### Tasks
a. List the four answer choices offered in the line equation problem, each with its letter.
b. Echo the part of the line equation problem that begins at the words "If the normal" and stops after the words "Answer: (C)".

### Text section

+ + + + + + +

Question

If the normal form of the equation of a straight line $4 x+3 y+2=0$ is $x \cos \alpha+y \sin \alpha=p$ and its intercept form is $\frac{x}{a}+\frac{y}{b}=1$, then $\frac{p \sec \alpha}{a b}=$

• A. $-\frac{1}{2}$
• B. $\frac{3}{2}$
• C. $-\frac{3}{2}$
• D. $\frac{1}{2}$

Answer 1

Answer: (C)

Given, $4 x+3 y+2=0$
$\Rightarrow -4 x-3 y=2$
$\frac{-4 x}{5}-\frac{3}{5} y=\frac{2}{5}$
$\because \cos \alpha=\frac{-4}{5}, \sin \alpha=\frac{-3}{5}$ and $P=\frac{2}{5}$
$\frac{x}{2 /-4}+\frac{y}{2 /-3}=1$
$\Rightarrow a=\frac{-2}{4}, b=\frac{-2}{3}$
$\therefore \frac{P \sec \alpha}{a b}=\frac{\frac{2}{5} \times\left(\frac{-5}{4}\right)}{\left(\frac{-2}{4}\right)\left(\frac{-2}{3}\right)}$
$=\frac{-3}{2}$

+ + + + + + +

### Material shown
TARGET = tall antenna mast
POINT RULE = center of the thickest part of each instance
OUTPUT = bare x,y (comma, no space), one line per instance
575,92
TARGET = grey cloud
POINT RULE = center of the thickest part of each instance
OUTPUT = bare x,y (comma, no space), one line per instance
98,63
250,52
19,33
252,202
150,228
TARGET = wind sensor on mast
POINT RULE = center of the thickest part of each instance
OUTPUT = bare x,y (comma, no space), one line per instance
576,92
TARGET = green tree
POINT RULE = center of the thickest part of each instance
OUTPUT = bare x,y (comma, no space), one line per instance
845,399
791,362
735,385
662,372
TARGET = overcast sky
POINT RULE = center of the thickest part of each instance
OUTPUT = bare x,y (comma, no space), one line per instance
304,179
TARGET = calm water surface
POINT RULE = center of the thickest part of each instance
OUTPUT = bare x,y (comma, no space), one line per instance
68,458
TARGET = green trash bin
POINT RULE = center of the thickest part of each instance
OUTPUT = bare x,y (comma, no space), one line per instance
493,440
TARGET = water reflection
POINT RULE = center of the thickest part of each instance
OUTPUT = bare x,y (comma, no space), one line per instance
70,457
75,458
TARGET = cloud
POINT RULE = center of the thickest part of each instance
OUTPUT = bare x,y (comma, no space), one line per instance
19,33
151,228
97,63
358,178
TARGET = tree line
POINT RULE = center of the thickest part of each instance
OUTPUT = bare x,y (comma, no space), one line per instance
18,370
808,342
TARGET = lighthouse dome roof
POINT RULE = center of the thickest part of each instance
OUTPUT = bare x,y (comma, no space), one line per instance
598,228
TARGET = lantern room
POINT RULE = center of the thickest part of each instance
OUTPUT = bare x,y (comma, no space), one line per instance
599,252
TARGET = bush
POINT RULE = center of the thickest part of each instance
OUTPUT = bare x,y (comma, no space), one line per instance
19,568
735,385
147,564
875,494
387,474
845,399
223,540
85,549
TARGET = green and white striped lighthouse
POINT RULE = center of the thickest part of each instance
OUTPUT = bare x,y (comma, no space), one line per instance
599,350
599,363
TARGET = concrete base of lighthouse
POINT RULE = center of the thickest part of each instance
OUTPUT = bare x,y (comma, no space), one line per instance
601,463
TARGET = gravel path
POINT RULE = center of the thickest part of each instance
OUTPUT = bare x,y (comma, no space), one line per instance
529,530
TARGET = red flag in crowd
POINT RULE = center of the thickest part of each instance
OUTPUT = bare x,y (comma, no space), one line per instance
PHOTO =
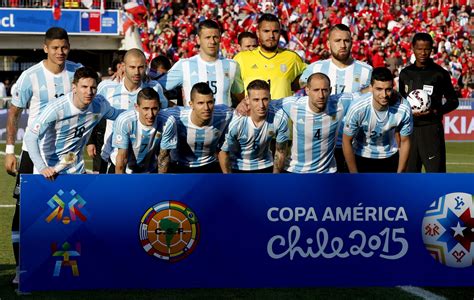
135,8
56,10
102,7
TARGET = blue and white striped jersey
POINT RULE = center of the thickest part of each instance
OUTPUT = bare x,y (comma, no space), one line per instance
314,134
62,128
374,134
350,79
143,142
197,146
222,75
121,98
249,146
37,86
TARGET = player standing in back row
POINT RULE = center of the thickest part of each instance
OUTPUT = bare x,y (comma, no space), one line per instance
281,68
347,74
222,75
44,82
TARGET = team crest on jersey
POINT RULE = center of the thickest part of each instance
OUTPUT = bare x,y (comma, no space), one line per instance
448,230
36,128
428,89
169,231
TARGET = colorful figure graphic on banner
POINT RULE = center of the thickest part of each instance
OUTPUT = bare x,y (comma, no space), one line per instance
74,206
448,230
66,254
169,230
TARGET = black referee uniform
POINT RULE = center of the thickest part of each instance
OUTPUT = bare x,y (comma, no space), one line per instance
427,141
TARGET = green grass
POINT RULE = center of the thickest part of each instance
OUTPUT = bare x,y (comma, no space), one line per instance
460,157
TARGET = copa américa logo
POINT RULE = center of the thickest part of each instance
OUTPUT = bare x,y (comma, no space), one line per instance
169,231
448,230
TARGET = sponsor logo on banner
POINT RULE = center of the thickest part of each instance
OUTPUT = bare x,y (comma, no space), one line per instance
74,207
67,256
169,231
448,230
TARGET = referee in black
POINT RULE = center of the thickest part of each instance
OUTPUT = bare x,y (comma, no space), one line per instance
427,141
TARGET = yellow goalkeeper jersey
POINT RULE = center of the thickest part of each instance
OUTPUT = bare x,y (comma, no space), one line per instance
279,69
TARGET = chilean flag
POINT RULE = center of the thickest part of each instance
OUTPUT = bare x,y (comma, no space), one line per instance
56,10
135,8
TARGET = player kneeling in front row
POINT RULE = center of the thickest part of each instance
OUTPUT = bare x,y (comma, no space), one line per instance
247,144
369,142
201,130
57,137
139,134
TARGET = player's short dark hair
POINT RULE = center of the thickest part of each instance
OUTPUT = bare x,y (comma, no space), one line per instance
320,76
56,33
381,74
340,27
85,72
201,88
258,84
148,93
160,61
245,35
267,18
134,52
209,24
422,36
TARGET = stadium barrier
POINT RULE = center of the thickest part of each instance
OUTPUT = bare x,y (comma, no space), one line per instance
244,230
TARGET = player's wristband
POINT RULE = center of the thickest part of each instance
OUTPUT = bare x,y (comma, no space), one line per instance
10,149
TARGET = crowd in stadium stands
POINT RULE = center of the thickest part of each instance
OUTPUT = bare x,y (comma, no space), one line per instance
382,30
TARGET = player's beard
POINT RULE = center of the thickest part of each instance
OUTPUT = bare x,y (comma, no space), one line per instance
341,58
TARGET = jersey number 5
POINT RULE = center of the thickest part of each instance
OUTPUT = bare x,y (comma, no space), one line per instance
213,85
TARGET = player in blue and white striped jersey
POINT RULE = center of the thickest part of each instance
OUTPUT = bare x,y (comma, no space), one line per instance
36,87
347,74
247,143
65,126
369,141
201,130
316,119
222,75
123,95
140,134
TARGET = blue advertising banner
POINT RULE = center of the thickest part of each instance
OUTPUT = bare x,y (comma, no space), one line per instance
76,21
214,230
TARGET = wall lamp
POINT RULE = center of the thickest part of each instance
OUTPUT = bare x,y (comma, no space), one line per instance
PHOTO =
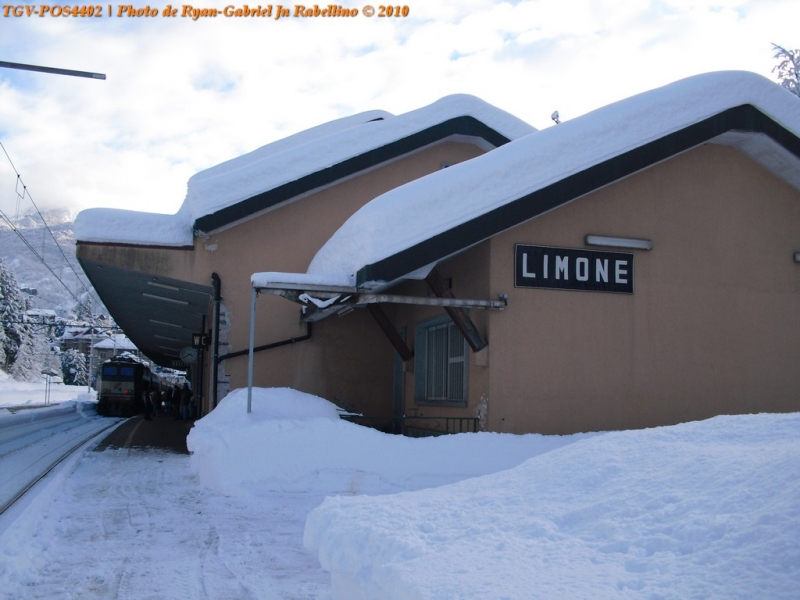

+ + + + + + +

### Problem solutions
a.
A. $-\frac{1}{2}$
B. $\frac{3}{2}$
C. $-\frac{3}{2}$
D. $\frac{1}{2}$

b.
If the normal form of the equation of a straight line $4 x+3 y+2=0$ is $x \cos \alpha+y \sin \alpha=p$ and its intercept form is $\frac{x}{a}+\frac{y}{b}=1$, then $\frac{p \sec \alpha}{a b}=$

• A. $-\frac{1}{2}$
• B. $\frac{3}{2}$
• C. $-\frac{3}{2}$
• D. $\frac{1}{2}$

Answer 1

Answer: (C)